• [AIM] Could you copy the records starting at the line that contains "Is there any white baseboard" and ending at the last one, swapping "white" for "cream" everywhere and leaving everything else untouched?

(Collection entries)
____

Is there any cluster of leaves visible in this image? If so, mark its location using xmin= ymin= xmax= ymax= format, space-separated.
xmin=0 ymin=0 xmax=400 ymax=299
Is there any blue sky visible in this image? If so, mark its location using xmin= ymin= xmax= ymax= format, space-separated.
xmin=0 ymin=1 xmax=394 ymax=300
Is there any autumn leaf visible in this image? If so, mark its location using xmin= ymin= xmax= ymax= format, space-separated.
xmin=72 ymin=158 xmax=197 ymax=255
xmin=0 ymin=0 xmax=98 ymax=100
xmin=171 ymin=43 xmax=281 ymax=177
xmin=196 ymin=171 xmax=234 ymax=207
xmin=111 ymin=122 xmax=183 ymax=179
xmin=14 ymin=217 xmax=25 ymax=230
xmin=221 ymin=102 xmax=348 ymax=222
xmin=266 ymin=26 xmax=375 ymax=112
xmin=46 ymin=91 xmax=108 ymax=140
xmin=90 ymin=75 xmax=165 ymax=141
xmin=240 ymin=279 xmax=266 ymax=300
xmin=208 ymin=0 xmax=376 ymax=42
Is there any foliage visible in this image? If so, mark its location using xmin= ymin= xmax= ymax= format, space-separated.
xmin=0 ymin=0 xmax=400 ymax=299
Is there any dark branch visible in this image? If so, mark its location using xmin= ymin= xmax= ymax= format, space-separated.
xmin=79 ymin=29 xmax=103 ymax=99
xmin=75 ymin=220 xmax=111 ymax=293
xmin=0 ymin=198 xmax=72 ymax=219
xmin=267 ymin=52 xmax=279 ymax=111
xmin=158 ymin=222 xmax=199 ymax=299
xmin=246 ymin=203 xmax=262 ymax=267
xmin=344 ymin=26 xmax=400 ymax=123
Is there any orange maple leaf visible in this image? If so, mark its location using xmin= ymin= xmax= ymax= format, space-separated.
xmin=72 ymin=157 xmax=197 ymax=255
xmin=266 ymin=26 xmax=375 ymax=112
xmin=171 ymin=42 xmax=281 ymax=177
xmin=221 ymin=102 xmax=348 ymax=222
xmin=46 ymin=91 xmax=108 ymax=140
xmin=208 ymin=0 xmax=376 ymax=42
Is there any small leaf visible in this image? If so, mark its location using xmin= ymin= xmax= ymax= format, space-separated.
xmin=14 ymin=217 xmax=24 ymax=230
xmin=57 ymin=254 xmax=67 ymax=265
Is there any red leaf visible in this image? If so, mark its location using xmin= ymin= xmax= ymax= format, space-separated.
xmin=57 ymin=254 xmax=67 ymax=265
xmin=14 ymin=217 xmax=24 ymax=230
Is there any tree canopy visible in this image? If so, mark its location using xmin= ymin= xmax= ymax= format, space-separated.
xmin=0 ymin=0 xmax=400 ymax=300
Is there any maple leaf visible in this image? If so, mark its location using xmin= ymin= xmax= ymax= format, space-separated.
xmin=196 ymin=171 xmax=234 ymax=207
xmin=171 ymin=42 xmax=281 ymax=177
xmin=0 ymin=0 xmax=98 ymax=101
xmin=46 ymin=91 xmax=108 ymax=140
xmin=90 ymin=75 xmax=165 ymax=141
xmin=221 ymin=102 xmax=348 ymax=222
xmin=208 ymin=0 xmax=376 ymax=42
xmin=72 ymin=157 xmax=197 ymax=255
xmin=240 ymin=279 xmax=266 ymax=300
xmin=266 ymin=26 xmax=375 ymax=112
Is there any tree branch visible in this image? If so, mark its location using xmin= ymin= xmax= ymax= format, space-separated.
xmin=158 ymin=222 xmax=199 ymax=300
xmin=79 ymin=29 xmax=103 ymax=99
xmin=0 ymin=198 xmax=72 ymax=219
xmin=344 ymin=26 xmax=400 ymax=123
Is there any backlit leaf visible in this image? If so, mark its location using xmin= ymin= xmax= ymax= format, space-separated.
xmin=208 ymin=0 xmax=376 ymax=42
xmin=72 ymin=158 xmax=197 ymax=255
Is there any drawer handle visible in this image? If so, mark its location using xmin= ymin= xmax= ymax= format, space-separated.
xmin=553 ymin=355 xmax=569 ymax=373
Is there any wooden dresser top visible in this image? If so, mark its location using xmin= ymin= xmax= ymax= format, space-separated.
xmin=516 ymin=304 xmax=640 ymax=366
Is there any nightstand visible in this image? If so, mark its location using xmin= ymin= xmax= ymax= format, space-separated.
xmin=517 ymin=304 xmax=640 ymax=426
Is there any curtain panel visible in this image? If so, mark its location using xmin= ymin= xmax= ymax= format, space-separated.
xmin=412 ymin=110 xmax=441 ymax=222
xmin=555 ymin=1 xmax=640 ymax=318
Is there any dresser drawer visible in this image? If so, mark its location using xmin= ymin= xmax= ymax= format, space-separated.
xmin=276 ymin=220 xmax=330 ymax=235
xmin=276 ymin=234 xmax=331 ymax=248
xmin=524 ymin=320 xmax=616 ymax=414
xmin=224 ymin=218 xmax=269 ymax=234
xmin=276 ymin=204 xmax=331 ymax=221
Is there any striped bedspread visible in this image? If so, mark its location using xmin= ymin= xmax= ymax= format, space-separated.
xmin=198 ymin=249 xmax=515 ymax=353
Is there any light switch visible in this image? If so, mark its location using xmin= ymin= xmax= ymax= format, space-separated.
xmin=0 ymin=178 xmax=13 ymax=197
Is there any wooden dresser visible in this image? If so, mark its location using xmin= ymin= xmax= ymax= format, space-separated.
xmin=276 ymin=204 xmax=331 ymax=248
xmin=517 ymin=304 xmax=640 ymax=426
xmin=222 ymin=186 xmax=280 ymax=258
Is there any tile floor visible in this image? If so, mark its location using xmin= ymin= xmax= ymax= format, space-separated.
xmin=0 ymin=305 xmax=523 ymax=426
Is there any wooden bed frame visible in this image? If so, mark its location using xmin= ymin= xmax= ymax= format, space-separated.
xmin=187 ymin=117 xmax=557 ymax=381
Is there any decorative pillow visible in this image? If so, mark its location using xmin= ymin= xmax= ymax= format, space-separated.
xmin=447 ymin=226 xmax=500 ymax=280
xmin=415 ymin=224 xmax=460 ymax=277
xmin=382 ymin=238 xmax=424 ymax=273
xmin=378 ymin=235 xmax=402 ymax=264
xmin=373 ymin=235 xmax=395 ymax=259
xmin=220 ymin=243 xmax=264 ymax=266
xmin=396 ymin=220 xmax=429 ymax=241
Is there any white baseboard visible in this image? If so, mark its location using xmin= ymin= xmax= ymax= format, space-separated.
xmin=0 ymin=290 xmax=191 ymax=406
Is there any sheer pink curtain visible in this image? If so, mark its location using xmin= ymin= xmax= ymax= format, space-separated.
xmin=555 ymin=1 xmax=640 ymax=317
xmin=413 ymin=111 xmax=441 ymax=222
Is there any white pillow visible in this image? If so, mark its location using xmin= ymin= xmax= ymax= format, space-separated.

____

• [SOLUTION FOR THIS EXERCISE]
Is there any cream baseboard visible in this image? If so, mark its location using xmin= ymin= xmax= ymax= format, space-separated.
xmin=0 ymin=290 xmax=191 ymax=406
Is there any sheer pink curtain visible in this image? If so, mark its location using xmin= ymin= xmax= ymax= format, space-separated.
xmin=555 ymin=1 xmax=640 ymax=317
xmin=413 ymin=111 xmax=441 ymax=222
Is there any cream pillow visible in this image? If so, mark its location using xmin= ymin= xmax= ymax= format, space-separated.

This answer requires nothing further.